§ **DIRECTIVE**
Count the lines in the items below that contain the string "smoke", matching case exactly, and reply with only that number.

§ **RECORD EXCERPTS**
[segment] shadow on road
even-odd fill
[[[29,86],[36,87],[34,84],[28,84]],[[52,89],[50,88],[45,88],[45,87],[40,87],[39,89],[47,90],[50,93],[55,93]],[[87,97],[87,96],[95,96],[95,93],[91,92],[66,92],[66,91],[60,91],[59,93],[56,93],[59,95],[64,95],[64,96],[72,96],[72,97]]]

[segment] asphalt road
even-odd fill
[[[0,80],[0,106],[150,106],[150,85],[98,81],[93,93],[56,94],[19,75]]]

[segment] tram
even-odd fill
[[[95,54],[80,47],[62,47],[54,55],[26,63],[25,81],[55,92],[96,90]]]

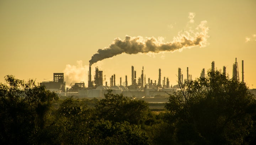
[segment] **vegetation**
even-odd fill
[[[1,144],[255,144],[256,100],[218,71],[180,83],[165,110],[110,91],[105,98],[60,99],[35,84],[0,84]],[[96,103],[94,107],[88,104]]]

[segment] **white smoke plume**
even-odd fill
[[[255,39],[255,38],[256,37],[256,34],[252,34],[252,37],[245,37],[245,42],[247,42],[251,41],[251,39]],[[255,39],[255,41],[256,41],[256,39]]]
[[[87,76],[89,66],[83,66],[82,60],[78,60],[76,63],[76,65],[67,64],[63,71],[67,87],[69,87],[69,84],[71,83],[73,85],[75,83],[80,82],[81,81],[84,81],[86,85],[87,85]]]
[[[194,18],[196,14],[194,13],[190,12],[188,13],[189,16],[188,16],[188,18],[190,19],[189,22],[190,23],[193,23],[194,21]]]
[[[194,14],[189,13],[190,22],[193,22]],[[173,52],[182,50],[183,48],[191,48],[199,46],[204,46],[207,44],[209,28],[207,27],[207,21],[201,22],[197,26],[198,32],[194,32],[190,30],[183,34],[179,34],[174,38],[172,41],[165,43],[163,38],[156,39],[154,37],[144,38],[141,36],[131,37],[126,35],[124,39],[116,38],[112,44],[104,49],[99,49],[89,62],[91,65],[98,61],[111,58],[122,53],[136,54],[138,53],[159,53]]]

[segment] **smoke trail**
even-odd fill
[[[194,14],[190,13],[189,18],[192,22]],[[122,53],[135,54],[138,53],[158,53],[161,52],[173,52],[184,48],[191,48],[196,46],[204,46],[209,37],[206,21],[201,22],[197,30],[199,32],[194,33],[192,30],[186,32],[186,34],[179,34],[169,42],[162,42],[162,38],[157,39],[153,37],[145,39],[140,36],[131,37],[126,35],[123,40],[115,39],[112,44],[104,49],[99,49],[89,62],[90,65],[98,61],[112,57]],[[193,35],[193,36],[192,36]]]
[[[87,85],[88,81],[87,75],[89,70],[88,65],[82,65],[82,60],[77,61],[76,65],[70,64],[66,65],[66,68],[63,71],[65,74],[65,79],[67,85],[70,83],[74,84],[76,82],[80,82],[81,80],[84,81]]]

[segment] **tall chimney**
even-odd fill
[[[170,88],[170,82],[169,82],[169,78],[166,78],[166,87],[167,88]]]
[[[242,60],[242,82],[244,81],[244,60]]]
[[[181,74],[181,84],[183,84],[183,74]]]
[[[159,74],[158,75],[158,86],[161,86],[161,69],[159,69]]]
[[[134,68],[133,66],[132,66],[132,85],[133,85],[133,81],[134,80]]]
[[[114,74],[114,86],[116,86],[116,75]]]
[[[127,81],[127,75],[126,75],[126,87],[127,87],[128,86],[128,82]]]
[[[112,75],[112,76],[111,76],[111,86],[113,87],[113,80],[114,80],[114,76]]]
[[[120,86],[122,86],[122,77],[120,77]]]
[[[212,62],[212,71],[215,71],[215,62],[214,61]]]
[[[187,80],[188,80],[188,67],[187,67]]]
[[[142,66],[142,70],[141,77],[141,88],[144,88],[144,75],[143,74],[143,71],[144,71],[144,67]]]
[[[181,82],[181,69],[180,68],[178,69],[178,83],[182,83]]]
[[[89,72],[88,72],[88,87],[93,87],[93,86],[92,86],[92,82],[91,81],[91,64],[90,64],[89,65]]]

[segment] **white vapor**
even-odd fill
[[[64,70],[64,78],[66,82],[66,87],[69,87],[72,83],[72,85],[75,83],[84,81],[86,85],[88,84],[88,71],[89,70],[89,65],[82,65],[82,60],[76,61],[76,65],[67,64]]]
[[[188,13],[189,16],[188,16],[188,18],[190,19],[190,23],[193,23],[194,21],[194,18],[196,16],[196,14],[194,13],[190,12]]]
[[[193,23],[195,14],[190,13],[190,23]],[[207,39],[209,28],[207,21],[202,21],[194,31],[190,28],[187,30],[179,33],[172,41],[164,42],[162,37],[154,37],[143,38],[141,36],[132,37],[126,35],[122,40],[119,38],[114,39],[112,44],[103,49],[99,49],[89,60],[90,65],[104,59],[110,58],[123,53],[158,53],[160,52],[173,52],[181,51],[184,48],[195,46],[204,47],[208,44]]]
[[[251,39],[255,39],[255,38],[256,37],[256,34],[252,34],[252,37],[249,37],[248,36],[245,37],[246,42],[250,41],[251,41]],[[256,39],[255,40],[255,41],[256,41]]]
[[[251,38],[249,38],[249,37],[246,37],[245,38],[245,42],[247,42],[250,41],[251,40]]]

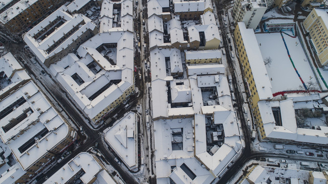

§ **FINAL RESULT**
2